◆ **PAGE EXCERPT**

_ _ _

Simpler system of air quality forecasts will benefit asthmatics
The Department for the Environment, Food and Rural Affairs (DEFRA) says that the system will make it easier for people with asthma and other lung diseases to take precautions when air quality is poor, as well as encouraging the public to work towards improving air quality.
Under the system, the four existing air pollution bands of low, moderate, high, and very high will be retained, but a 1-10 numerical index will also be introduced giving more detailed forecasts within those bands. The bandings take into account levels of nitrogen dioxide, sulphur dioxide, and ozone, which are all thought to lead to irritation of the airways in the lungs. Levels of fine particles in the air and carbon monoxide are also considered.
DEFRA warns that patients with asthma or other lung diseases may experience an exacerbation of their symptoms when air pollution reaches the high or very high bands (grades 7 to 10).
Dr John Harvey, a lung specialist from Southmead Hospital in Bristol and spokesman for the British Thoracic Society, described the improvements as good news for patients with lung conditions, particularly those with asthma and chronic obstructive pulmonary disease. “Self monitoring is the key to managing chronic lung conditions, and this is a part of it,” he said.
The changes have also been welcomed by the British Lung Foundation. “We’re delighted that the government has improved the pollution indices,” said spokeswoman, Michelle Di Leo. “Let’s hope that making more detailed information available now adds to the pressure to do something about [pollution].”

_ _ _

◆ **WHAT YOU NEED TO DO**
Edit the passage of the air quality forecast article that opens with "Under the system, the" and closes with "(grades 7 to 10).", replacing "irritation" with "inflammation". The records that come next are separate material from the article.

[Saved entries]
_ _ _

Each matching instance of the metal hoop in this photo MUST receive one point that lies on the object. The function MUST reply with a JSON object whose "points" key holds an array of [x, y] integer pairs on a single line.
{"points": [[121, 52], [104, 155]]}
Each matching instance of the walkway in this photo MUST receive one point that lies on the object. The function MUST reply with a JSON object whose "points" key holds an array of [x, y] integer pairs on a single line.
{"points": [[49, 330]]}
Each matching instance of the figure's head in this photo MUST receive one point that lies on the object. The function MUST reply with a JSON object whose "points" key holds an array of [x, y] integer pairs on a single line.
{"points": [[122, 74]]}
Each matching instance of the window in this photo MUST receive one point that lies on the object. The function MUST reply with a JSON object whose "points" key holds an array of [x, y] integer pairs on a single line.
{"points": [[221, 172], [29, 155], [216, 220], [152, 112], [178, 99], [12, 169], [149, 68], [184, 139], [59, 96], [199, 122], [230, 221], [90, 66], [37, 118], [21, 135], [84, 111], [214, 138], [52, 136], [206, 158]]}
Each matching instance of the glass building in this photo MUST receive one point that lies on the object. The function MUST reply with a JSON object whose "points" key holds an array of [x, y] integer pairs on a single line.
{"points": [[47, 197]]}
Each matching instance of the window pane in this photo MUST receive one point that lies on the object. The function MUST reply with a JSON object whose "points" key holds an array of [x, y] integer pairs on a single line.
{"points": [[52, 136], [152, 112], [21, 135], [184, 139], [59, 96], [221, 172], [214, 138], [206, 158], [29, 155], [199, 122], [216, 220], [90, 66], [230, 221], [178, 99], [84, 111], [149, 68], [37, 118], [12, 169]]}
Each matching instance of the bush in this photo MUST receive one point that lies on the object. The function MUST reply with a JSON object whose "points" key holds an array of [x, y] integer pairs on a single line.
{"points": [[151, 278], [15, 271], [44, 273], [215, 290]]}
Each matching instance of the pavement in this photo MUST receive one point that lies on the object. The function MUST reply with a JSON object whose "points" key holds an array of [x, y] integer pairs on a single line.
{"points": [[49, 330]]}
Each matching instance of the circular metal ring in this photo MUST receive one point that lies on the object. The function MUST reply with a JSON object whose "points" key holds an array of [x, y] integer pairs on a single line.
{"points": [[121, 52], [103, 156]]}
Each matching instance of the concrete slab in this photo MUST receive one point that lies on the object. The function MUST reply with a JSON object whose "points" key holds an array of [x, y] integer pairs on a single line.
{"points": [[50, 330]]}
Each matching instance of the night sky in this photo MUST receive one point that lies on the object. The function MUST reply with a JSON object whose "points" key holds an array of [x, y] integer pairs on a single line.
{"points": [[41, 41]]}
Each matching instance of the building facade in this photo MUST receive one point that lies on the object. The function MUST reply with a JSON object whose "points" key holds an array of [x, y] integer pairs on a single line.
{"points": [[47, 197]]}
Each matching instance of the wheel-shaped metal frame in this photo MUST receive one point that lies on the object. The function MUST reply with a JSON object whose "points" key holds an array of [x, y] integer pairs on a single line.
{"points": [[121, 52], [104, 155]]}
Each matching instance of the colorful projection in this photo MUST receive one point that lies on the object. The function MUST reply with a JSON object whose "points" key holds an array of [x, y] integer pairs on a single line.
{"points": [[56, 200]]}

_ _ _

◆ **TASK RESULT**
Under the system, the four existing air pollution bands of low, moderate, high, and very high will be retained, but a 1-10 numerical index will also be introduced giving more detailed forecasts within those bands. The bandings take into account levels of nitrogen dioxide, sulphur dioxide, and ozone, which are all thought to lead to inflammation of the airways in the lungs. Levels of fine particles in the air and carbon monoxide are also considered.
DEFRA warns that patients with asthma or other lung diseases may experience an exacerbation of their symptoms when air pollution reaches the high or very high bands (grades 7 to 10).